[Saved data entries]
◇ ◇ ◇ ◇
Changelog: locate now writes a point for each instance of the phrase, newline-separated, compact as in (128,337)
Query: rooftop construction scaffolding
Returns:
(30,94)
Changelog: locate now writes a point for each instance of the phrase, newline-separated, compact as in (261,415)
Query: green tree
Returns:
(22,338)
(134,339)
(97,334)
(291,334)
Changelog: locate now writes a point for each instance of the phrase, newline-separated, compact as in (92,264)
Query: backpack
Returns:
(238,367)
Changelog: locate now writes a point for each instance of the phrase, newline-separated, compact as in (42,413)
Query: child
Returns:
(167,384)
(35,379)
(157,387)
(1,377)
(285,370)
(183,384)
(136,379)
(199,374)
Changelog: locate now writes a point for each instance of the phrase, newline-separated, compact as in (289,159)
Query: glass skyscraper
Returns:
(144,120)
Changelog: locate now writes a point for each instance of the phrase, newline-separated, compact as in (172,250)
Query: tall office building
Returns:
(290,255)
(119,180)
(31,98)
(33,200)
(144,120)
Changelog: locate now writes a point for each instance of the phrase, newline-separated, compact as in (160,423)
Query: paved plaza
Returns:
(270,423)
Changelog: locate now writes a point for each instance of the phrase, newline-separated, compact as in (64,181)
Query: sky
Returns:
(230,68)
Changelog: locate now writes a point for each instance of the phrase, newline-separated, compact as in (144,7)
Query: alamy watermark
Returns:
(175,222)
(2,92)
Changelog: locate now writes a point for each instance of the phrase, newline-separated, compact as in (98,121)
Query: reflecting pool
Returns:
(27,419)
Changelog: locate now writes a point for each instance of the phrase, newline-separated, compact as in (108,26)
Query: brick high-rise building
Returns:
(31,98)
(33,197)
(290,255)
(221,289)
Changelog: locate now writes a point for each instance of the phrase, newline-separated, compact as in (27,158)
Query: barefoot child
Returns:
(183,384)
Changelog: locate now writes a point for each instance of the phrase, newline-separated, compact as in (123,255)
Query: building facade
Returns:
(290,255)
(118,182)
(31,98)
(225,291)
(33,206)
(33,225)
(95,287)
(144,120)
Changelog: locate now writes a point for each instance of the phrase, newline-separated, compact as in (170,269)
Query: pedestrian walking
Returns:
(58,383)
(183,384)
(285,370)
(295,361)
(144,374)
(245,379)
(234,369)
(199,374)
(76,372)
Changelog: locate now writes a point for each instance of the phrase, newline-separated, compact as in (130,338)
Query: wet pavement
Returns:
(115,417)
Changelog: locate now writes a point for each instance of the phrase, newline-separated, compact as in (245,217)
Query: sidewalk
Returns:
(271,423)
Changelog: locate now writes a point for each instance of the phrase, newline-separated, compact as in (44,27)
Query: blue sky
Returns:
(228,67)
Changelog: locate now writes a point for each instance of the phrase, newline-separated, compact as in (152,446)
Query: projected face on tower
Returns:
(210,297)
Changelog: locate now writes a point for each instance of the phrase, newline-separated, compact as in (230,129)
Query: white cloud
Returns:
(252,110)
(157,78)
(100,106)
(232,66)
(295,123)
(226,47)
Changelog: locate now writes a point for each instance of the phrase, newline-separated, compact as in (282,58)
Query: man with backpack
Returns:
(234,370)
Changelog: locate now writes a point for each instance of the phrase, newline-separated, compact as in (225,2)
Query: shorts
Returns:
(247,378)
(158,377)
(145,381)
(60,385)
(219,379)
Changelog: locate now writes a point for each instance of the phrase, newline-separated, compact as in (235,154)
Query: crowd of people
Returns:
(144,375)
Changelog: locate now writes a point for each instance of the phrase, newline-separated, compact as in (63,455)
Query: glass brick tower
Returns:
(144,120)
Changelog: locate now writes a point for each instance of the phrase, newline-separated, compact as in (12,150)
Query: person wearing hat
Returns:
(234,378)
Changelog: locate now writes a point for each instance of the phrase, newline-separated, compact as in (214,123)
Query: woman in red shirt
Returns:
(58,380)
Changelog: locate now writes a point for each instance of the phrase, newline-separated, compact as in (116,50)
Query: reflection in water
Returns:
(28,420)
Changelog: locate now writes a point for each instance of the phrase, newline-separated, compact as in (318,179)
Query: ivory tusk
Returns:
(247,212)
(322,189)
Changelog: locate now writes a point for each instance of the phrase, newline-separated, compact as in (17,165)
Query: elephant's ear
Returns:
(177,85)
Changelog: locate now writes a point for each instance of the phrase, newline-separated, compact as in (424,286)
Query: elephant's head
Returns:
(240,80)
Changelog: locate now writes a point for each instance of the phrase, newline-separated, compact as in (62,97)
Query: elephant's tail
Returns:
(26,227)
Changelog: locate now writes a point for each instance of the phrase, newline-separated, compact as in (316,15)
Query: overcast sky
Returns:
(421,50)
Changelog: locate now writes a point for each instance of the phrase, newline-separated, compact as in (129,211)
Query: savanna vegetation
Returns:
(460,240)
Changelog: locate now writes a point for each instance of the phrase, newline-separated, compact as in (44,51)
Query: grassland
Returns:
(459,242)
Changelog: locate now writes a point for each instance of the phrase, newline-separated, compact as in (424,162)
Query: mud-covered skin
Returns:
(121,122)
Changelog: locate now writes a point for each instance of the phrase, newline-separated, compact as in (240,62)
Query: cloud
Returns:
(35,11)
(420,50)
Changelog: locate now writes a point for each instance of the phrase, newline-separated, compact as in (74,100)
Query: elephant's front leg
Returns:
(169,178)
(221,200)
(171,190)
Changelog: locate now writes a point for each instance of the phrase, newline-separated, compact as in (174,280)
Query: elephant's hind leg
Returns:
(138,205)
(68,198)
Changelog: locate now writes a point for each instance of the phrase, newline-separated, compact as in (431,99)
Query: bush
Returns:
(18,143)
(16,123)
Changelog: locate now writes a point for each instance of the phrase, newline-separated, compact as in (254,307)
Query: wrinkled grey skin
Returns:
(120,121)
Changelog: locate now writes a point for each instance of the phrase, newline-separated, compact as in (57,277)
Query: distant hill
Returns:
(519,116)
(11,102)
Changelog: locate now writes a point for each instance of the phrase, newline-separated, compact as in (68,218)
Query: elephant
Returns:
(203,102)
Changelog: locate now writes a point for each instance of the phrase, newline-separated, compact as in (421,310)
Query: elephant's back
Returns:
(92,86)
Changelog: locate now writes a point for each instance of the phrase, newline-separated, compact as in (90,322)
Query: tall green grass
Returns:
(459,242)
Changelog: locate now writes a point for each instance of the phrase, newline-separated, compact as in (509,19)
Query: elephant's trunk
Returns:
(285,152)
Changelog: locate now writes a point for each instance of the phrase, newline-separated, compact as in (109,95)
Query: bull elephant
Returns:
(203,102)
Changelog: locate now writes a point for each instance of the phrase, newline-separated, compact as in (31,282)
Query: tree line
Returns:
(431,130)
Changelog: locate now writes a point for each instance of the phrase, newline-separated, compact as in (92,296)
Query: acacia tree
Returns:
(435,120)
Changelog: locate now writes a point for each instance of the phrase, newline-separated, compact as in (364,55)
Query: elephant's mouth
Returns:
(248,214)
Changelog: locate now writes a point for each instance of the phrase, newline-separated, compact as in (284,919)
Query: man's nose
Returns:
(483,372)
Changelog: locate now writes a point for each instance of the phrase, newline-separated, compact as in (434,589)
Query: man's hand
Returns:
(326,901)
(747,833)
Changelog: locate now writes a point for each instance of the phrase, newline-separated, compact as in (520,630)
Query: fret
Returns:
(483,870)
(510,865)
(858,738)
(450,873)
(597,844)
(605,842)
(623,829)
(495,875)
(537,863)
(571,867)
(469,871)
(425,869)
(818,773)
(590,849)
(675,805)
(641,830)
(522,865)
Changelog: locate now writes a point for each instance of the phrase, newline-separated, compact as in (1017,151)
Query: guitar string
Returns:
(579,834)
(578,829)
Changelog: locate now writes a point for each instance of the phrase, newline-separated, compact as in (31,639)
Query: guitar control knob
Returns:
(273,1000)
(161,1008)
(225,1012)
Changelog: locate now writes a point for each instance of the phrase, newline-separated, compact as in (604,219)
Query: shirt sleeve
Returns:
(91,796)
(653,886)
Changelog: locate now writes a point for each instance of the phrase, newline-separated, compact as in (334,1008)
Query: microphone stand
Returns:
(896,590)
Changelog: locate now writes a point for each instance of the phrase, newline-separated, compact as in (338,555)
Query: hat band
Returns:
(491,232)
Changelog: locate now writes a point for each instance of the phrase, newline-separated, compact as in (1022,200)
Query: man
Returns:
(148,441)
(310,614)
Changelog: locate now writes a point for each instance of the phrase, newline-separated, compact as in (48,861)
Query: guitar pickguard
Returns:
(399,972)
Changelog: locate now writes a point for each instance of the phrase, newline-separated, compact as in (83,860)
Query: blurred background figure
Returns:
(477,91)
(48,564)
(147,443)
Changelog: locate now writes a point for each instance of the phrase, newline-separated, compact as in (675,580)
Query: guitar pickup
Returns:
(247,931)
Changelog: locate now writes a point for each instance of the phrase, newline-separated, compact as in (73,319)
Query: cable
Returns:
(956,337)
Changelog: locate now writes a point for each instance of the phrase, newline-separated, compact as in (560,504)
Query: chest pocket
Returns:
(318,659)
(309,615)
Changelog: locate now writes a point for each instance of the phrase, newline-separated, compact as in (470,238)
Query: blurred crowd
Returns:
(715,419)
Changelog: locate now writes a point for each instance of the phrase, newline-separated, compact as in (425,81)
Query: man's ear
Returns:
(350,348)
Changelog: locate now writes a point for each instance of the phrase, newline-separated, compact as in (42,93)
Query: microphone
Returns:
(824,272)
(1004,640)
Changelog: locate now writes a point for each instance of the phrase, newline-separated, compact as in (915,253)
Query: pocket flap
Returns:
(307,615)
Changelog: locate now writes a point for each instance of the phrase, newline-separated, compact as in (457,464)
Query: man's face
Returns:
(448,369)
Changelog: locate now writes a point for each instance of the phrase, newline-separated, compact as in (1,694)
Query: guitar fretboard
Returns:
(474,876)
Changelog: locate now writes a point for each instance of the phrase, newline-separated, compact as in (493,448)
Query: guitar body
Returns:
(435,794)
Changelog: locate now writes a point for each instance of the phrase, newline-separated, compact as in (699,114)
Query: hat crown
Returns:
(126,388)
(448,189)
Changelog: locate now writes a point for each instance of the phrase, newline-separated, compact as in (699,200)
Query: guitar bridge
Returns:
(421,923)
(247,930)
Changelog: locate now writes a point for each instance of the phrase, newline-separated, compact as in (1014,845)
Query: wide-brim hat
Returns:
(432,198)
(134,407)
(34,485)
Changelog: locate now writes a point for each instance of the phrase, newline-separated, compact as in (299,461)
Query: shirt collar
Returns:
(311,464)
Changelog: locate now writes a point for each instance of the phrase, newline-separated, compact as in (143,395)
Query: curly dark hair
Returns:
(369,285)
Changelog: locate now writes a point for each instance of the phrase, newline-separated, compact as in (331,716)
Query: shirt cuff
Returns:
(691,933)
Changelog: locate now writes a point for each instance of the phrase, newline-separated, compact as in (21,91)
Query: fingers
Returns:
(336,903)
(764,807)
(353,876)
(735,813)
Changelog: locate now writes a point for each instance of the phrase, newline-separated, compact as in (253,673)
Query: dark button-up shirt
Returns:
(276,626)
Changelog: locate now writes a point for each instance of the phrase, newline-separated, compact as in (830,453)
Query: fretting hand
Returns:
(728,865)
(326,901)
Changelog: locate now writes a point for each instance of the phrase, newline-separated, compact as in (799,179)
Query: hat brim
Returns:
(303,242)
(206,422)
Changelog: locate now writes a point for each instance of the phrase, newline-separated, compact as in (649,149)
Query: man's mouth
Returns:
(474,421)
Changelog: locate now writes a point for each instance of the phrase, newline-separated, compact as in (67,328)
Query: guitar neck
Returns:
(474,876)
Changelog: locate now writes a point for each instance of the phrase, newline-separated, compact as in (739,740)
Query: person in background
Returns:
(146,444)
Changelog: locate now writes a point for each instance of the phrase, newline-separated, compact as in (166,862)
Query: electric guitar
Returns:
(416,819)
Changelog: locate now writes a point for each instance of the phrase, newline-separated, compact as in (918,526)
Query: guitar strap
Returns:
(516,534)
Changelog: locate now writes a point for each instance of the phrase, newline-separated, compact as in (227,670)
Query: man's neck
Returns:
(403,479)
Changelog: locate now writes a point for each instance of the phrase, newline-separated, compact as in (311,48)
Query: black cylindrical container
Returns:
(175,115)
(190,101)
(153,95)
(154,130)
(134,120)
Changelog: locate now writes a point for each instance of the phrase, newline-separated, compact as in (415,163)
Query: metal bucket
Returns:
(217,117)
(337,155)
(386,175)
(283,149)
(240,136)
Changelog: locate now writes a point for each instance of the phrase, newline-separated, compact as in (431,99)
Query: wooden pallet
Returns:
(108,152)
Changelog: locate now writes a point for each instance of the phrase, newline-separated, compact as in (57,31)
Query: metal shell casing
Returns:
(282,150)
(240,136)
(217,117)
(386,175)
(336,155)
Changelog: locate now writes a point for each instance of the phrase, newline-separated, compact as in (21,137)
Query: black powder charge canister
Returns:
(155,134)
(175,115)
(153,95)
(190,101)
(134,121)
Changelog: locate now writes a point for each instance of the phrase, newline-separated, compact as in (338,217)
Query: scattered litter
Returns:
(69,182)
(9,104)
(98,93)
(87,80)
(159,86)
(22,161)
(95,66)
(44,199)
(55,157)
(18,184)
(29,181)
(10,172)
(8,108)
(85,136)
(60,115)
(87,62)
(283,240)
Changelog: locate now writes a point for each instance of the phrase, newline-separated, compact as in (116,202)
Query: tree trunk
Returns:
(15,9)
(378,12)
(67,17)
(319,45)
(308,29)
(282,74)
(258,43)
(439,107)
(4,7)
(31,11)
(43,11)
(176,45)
◇ ◇ ◇ ◇
# What the exercise asks
When a line in the records holds the string "background", copy that line.

# Result for this exercise
Query: blurred background figure
Query: person in background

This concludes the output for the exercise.